HOW TO COMPLETE THIS TASK
Up to and including the line that contains "formatted as [629,501].", repeat each line of the data exactly, starting from the first.

EXCERPTED DATA
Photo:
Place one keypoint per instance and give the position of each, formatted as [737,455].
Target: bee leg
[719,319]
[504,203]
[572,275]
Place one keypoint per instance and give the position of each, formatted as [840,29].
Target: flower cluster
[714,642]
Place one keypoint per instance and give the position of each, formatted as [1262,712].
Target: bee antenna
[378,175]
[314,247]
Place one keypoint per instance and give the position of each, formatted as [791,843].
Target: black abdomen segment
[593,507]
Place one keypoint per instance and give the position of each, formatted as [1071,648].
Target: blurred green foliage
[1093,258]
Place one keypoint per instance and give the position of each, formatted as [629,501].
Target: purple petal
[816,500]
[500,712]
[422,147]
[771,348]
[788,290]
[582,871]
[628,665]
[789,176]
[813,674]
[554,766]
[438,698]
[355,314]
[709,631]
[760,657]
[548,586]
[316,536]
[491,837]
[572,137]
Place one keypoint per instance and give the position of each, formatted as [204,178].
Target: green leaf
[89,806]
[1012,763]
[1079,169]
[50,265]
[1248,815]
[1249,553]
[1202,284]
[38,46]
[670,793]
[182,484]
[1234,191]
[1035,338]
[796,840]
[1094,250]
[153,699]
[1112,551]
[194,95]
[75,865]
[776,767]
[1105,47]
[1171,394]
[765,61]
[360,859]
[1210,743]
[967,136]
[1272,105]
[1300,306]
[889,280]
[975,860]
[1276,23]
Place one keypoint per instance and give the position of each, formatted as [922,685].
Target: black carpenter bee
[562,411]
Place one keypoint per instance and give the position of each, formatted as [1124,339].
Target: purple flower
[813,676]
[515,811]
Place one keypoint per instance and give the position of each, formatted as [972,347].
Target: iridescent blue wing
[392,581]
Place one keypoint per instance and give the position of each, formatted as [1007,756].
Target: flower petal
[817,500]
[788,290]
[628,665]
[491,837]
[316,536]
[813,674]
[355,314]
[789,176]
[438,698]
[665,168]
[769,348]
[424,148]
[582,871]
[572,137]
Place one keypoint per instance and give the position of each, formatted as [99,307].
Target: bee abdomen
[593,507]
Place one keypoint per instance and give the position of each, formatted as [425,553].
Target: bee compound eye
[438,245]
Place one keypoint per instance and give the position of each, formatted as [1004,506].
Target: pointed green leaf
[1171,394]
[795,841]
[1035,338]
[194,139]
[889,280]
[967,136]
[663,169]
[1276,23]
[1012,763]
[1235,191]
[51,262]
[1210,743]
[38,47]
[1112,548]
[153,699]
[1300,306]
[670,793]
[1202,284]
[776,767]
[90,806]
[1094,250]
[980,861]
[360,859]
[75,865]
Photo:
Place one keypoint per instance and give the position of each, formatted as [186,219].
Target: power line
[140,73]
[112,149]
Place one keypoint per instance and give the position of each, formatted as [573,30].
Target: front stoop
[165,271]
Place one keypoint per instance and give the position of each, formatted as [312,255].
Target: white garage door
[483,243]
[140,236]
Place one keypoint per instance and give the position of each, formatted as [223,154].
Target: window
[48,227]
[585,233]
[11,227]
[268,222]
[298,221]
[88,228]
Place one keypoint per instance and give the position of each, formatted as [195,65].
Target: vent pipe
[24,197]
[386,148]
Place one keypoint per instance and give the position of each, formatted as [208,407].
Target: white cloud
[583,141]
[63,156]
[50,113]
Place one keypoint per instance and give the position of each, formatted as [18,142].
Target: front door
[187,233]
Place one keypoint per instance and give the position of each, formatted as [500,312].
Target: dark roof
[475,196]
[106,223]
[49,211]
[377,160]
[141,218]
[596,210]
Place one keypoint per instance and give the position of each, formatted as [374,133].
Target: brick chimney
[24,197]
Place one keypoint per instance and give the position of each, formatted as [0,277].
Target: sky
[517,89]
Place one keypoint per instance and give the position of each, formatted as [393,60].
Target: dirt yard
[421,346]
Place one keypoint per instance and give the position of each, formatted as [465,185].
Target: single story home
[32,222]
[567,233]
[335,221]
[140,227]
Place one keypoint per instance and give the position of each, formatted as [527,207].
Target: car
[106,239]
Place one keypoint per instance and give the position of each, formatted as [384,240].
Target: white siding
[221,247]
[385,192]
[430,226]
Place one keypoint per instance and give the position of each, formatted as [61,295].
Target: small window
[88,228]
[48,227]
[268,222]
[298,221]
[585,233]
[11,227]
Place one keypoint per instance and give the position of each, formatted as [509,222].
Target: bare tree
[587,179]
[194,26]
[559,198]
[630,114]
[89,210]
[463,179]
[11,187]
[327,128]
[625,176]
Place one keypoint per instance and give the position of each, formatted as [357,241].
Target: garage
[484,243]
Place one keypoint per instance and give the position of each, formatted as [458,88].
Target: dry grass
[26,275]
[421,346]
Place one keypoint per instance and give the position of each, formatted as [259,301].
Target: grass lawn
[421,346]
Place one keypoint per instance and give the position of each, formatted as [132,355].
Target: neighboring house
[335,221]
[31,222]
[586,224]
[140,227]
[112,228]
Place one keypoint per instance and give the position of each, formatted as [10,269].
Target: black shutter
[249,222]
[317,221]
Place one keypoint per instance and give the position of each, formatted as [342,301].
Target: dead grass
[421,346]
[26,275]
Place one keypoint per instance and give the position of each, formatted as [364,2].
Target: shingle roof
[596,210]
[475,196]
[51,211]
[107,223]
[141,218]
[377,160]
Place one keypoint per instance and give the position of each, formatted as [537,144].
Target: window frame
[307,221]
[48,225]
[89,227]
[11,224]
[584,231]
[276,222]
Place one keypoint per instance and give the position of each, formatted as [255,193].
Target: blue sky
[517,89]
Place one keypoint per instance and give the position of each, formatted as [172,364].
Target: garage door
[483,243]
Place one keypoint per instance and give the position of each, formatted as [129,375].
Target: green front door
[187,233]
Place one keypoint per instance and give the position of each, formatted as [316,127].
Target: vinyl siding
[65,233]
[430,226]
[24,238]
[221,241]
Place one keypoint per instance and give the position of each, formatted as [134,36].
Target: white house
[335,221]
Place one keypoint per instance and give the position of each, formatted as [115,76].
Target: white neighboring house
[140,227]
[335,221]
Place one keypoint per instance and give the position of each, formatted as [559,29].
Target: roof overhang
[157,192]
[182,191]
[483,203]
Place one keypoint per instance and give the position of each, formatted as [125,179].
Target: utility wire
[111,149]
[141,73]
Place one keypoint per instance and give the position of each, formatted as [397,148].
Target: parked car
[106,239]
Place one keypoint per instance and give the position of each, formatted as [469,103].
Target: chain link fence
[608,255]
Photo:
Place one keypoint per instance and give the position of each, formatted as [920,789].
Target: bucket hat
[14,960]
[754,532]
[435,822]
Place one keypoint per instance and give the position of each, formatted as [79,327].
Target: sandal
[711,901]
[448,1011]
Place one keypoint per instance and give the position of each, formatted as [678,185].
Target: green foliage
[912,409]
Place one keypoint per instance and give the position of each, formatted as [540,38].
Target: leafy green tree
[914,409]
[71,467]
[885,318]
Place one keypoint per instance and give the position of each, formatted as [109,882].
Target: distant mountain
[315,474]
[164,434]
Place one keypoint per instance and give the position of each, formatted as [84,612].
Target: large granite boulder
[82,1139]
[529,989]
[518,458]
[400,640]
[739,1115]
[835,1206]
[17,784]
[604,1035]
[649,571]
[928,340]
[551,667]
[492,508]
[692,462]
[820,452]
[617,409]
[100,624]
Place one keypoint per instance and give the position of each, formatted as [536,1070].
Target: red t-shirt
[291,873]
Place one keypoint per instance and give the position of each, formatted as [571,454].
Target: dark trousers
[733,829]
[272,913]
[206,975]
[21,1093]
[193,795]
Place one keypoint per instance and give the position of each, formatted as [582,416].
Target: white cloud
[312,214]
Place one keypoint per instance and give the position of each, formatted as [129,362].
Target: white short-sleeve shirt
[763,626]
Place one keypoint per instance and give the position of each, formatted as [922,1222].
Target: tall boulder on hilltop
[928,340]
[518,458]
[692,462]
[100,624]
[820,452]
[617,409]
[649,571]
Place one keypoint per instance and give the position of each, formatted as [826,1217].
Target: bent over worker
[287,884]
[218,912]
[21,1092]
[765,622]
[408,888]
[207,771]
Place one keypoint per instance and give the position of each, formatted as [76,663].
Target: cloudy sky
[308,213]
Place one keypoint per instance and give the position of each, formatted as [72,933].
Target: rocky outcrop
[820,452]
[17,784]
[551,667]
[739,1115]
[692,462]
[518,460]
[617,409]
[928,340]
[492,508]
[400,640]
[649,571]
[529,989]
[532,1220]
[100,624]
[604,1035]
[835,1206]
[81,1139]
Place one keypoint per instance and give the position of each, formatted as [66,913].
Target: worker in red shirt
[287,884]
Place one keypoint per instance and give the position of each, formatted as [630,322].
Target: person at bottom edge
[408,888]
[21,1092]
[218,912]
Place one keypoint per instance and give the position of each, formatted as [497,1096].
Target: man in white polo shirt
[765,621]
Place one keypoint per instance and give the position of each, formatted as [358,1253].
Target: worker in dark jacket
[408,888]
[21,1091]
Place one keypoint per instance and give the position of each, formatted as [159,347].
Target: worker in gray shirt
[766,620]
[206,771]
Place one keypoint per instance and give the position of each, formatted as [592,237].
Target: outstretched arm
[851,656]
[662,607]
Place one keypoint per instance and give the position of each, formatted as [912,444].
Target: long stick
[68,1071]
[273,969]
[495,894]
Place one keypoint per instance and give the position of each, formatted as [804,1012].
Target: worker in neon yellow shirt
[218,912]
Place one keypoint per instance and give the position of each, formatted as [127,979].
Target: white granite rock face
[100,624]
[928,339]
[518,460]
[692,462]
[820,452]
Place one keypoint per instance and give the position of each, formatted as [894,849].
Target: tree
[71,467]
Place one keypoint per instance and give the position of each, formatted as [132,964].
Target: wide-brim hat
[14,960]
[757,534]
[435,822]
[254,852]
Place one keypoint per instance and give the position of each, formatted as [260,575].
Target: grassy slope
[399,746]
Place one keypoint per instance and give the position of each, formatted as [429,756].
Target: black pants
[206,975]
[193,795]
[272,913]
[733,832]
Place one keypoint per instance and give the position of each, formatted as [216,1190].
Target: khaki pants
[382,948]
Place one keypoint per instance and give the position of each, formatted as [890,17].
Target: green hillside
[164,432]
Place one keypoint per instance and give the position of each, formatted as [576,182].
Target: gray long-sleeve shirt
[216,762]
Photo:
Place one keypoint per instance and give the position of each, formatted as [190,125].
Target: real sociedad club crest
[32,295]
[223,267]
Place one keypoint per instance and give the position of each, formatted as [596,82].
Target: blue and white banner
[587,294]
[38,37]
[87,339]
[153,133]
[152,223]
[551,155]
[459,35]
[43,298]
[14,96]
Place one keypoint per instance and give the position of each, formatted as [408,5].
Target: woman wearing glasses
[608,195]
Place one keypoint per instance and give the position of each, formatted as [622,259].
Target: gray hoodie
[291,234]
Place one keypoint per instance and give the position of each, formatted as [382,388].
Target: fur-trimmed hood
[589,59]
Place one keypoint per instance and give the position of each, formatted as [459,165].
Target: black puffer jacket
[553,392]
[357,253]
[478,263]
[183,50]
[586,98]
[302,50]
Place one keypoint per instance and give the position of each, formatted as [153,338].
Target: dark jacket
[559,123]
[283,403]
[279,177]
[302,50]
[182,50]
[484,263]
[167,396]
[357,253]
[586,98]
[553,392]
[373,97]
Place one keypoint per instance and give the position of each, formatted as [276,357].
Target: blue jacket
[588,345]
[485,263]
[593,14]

RESPONSE AREA
Photo:
Place one keypoint per instance and give the position of each, formatted as [737,455].
Target: bee leg
[719,319]
[504,203]
[572,275]
Place one keypoint per instance and give the position of each, formatted as [840,29].
Target: flower cluster
[714,642]
Place one keypoint per instance and give the position of each, formatted as [1262,712].
Target: bee antenna
[378,175]
[314,247]
Place one keypoint per instance and give the position of each, formatted as [791,843].
Target: black abdomen segment
[593,507]
Place one keypoint per instance and give the position of each, formatted as [1071,648].
Target: blurred green foliage
[1093,258]
Place one keypoint per instance and give the position of each, formatted as [629,501].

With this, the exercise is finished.